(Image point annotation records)

"""

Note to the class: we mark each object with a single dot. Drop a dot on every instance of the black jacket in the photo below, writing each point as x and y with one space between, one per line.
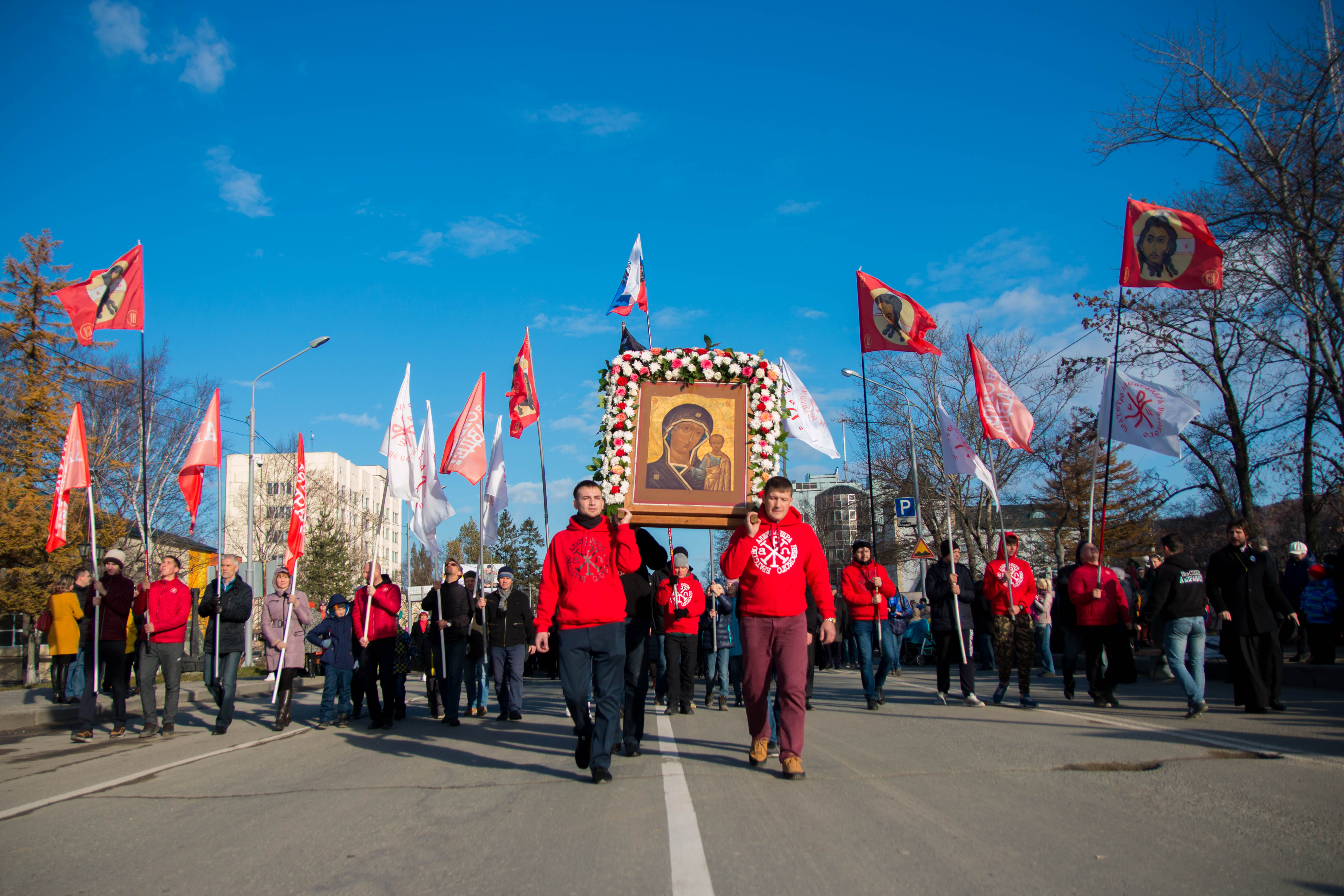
1178 592
1245 584
939 585
513 625
237 611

"""

Request
Print every line of the records above word for word, leaving out the pictures.

Exercise answer
Note to the class: we mark each object with a single dot. Drop a dot on every instance of the black jacket in the photo below, writing each point as x and y with one space between, one per line.
1178 592
1245 584
939 585
513 625
237 611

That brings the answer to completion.